* [Written request]
Copy every one of the rows below word for word, changing nothing.
──────── Information supplied
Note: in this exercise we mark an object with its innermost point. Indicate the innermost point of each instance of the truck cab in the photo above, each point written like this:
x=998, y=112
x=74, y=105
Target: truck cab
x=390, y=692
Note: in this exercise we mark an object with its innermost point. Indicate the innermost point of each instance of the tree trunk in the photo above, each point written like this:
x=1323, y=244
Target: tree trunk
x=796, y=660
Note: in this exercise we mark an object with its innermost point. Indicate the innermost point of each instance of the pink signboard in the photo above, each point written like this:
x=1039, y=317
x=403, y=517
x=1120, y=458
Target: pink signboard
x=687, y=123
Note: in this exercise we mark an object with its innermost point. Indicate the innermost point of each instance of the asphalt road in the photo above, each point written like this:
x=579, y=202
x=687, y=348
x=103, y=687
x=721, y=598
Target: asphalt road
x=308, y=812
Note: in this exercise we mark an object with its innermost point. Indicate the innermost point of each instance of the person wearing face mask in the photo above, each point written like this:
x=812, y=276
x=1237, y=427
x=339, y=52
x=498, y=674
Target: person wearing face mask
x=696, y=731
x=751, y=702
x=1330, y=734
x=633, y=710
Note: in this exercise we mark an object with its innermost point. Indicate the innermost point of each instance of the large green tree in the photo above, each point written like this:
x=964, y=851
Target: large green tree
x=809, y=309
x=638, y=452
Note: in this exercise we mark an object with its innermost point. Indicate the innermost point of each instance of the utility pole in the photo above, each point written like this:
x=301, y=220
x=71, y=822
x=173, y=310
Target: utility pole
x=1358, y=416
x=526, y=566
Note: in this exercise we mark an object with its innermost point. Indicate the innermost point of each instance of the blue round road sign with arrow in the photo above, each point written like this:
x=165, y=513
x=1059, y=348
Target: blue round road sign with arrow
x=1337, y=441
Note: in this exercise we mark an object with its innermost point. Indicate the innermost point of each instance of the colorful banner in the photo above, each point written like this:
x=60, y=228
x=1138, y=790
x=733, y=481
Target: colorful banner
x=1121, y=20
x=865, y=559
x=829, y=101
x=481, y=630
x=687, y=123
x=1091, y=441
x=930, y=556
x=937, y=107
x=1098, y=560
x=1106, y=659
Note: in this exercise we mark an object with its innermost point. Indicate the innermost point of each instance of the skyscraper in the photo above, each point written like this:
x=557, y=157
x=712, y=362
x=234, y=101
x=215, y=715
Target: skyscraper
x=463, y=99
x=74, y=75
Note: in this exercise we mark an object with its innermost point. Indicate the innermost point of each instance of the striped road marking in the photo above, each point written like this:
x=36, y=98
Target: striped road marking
────────────────
* [Expected output]
Note: in this exercise we mark an object with its innermost point. Indicate the innermost point of each instance of the truck cab in the photo above, each point written like this:
x=998, y=112
x=74, y=105
Target: truck cab
x=390, y=692
Note: in this exercise we mark an object with its innermost point. Indicate the innermost point of each instance of the tree trunk in the photo above, each point written like this:
x=1323, y=244
Target: tree trunk
x=796, y=660
Note: in this exercise we mark an object with its innermost point. Indicate the innermost point of each instance of the pink signboard in the photo above, each point written like this:
x=1039, y=317
x=403, y=517
x=1120, y=458
Target: pink signboard
x=687, y=123
Note: in this exercise we mark an object with its innermost point. Indicate the innermost point of each instance of the asphalt road in the photo above, each point written like this:
x=579, y=202
x=687, y=348
x=103, y=687
x=721, y=598
Target: asphalt road
x=308, y=812
Note: in this exercise we mark an object with its innermost point. Indicate the innermost point of each instance of the person wearing face mask in the photo above, each point written like this:
x=812, y=276
x=1237, y=427
x=339, y=52
x=498, y=674
Target: person wearing face mask
x=696, y=731
x=751, y=702
x=1330, y=734
x=633, y=710
Note: in this exercise we mark an object with its innermost point. Indicate the innermost point of each instance of the large green tree in the photo above, each point written like this:
x=964, y=851
Target: large green tree
x=809, y=309
x=638, y=452
Note: in this exercise we mark an object with its innermost point. Indicate the innermost point of each instance of the utility pole in the photo above, each point written like this:
x=301, y=220
x=71, y=822
x=173, y=310
Target: utility pole
x=1358, y=416
x=526, y=566
Note: in this exercise we mark an object with its innermost point. Indicate the innermost point of each instance of the blue round road sign with arrow in the photo above, each point written like this:
x=165, y=513
x=1059, y=348
Target: blue round road sign with arrow
x=1337, y=441
Note: in this exercise we mark an object with its innermost point. Indicate the innermost point of each instance of the colorful banner in the photo above, each point written like this:
x=60, y=228
x=1138, y=790
x=733, y=481
Target: colorful banner
x=1121, y=20
x=865, y=559
x=829, y=101
x=481, y=630
x=687, y=123
x=1091, y=441
x=930, y=556
x=937, y=107
x=1098, y=560
x=1106, y=659
Note: in this exercise we mark an object with its innermost point. Indicate the innermost point of each instance of the skyscraper in the photo above, each point written like this:
x=557, y=157
x=712, y=362
x=234, y=101
x=215, y=715
Target: skyscraper
x=463, y=99
x=74, y=75
Note: in this exercise we mark an object with its innermost point. Indicate the innermost point of each instance of the striped road marking in the photo above, each point written like this:
x=36, y=98
Target: striped road marking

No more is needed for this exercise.